--- Your objective ---
Rewrite the listing below, changing each "top-left corner" to "upper-left corner" and keeping everything else the same. Leave the pictures out.

--- Provided data ---
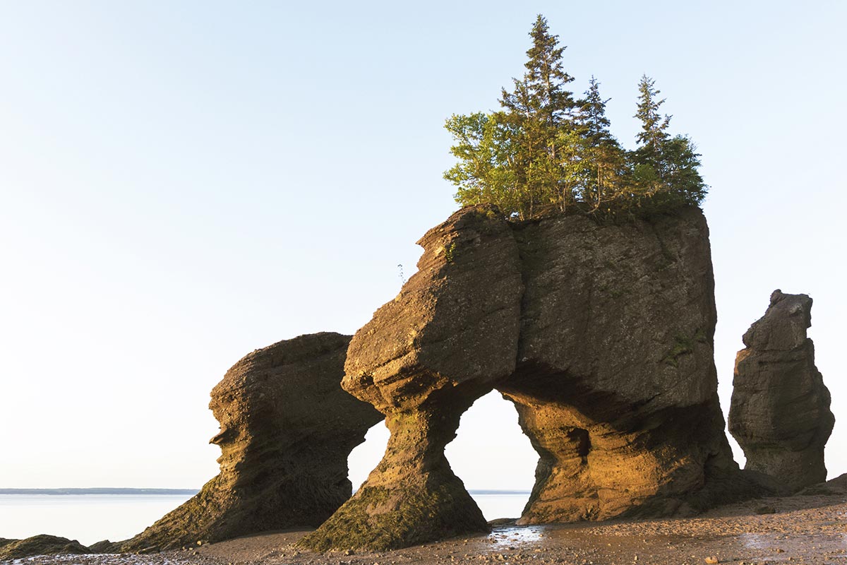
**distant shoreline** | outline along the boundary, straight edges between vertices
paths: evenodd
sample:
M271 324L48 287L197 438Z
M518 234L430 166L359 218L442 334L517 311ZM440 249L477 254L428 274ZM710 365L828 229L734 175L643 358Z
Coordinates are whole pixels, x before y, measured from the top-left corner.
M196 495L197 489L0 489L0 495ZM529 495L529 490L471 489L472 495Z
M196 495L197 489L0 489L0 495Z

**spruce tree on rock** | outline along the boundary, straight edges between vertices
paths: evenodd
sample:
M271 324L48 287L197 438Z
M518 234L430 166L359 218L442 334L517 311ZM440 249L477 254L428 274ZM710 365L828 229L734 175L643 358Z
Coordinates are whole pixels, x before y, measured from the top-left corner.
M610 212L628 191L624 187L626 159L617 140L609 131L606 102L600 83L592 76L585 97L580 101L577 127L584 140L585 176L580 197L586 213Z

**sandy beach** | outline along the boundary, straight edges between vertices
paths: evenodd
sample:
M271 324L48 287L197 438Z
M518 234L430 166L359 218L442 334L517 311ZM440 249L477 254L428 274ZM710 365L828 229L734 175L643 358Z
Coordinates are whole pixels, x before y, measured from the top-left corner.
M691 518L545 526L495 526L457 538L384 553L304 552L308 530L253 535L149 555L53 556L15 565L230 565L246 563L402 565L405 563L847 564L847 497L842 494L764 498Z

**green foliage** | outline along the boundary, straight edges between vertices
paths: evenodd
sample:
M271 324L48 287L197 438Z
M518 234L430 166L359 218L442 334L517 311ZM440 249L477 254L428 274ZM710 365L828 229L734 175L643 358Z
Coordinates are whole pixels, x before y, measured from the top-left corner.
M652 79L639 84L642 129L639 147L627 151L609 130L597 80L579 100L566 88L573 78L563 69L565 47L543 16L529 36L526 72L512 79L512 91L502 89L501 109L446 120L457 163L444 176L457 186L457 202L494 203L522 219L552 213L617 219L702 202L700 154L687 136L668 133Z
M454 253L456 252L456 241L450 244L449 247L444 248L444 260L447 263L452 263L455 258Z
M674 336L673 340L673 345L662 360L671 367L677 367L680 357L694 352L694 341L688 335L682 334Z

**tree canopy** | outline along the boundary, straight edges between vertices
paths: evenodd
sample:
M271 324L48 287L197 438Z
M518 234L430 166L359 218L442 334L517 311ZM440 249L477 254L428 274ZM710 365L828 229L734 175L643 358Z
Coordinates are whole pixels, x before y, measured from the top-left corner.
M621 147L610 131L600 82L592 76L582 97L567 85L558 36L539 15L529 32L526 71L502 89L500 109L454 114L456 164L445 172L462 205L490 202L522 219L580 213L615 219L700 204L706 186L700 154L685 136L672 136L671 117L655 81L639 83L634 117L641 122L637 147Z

--- Response to this exercise ---
**distant shoreline** | outline along the boundary, straight edges between vertices
paths: evenodd
sample:
M271 324L48 287L197 438Z
M518 234L430 166L359 218L442 334L517 311ZM440 249L477 254L428 274ZM710 365L828 229L734 175L643 358Z
Coordinates are whole pixels, x before y, measured from the upper-left corner.
M196 495L197 489L0 489L0 495ZM529 495L529 490L471 489L472 495Z
M196 495L197 489L0 489L0 495Z

**spruce tree on rock** | outline along the boundary, straight edges between vertices
paths: evenodd
sample:
M271 324L48 287L197 438Z
M518 234L430 166L359 218L442 334L517 311ZM440 249L477 254L428 274ZM710 365L828 229L734 175L643 358Z
Coordinates are whole pixels, x before y, measured from the upper-left corner.
M610 212L628 191L624 187L626 159L617 140L609 131L606 102L600 83L592 76L585 97L580 101L577 127L584 140L585 176L580 197L586 213Z

**sandy beach** | outline along the boundary, straight edges between vertices
paths: evenodd
sample:
M271 324L48 287L197 438Z
M518 234L430 166L359 218L442 334L517 311ZM440 249L477 254L428 274ZM710 365L828 229L734 175L643 358Z
Coordinates are whole pixels, x before y, measured from the upper-left corner.
M691 518L545 526L495 526L457 538L384 553L304 552L308 530L253 535L149 555L53 556L15 565L230 565L246 563L402 565L405 563L847 564L847 497L842 494L764 498Z

**green foliage** | outline along the boundary, straight edges between vertices
paths: evenodd
sample:
M271 324L48 287L197 438Z
M518 234L430 166L359 218L442 334L517 311ZM440 249L477 254L428 274ZM710 365L828 229L734 175L643 358Z
Coordinates are whole pixels, x before y, measured from the upper-left corner.
M652 79L639 84L642 129L639 147L627 151L609 130L597 80L579 100L566 88L573 78L563 69L565 47L543 16L529 36L526 72L512 79L512 91L502 89L501 109L446 120L457 163L444 176L457 186L457 202L494 203L522 219L552 213L617 219L702 202L700 154L687 136L668 133Z
M454 253L456 252L456 241L450 244L449 247L444 248L444 260L447 263L452 263L455 258Z
M674 336L673 340L673 345L662 360L671 367L677 367L680 357L694 352L694 341L688 335L682 334Z

**tree canopy** | outline along the boundary, straight edges between vertices
paths: evenodd
sample:
M271 324L48 287L197 438Z
M518 234L430 166L359 218L442 334L517 311ZM440 249L477 254L428 274ZM710 365L828 229L734 175L643 358Z
Coordinates are whole pixels, x before y, measured from the upper-left corner.
M621 147L610 131L600 82L592 76L582 97L567 85L558 36L539 15L529 32L526 71L502 89L500 109L454 114L456 164L445 172L462 205L490 202L522 219L580 213L615 219L700 204L706 186L700 154L685 136L672 136L671 117L655 81L639 83L634 117L641 122L637 147Z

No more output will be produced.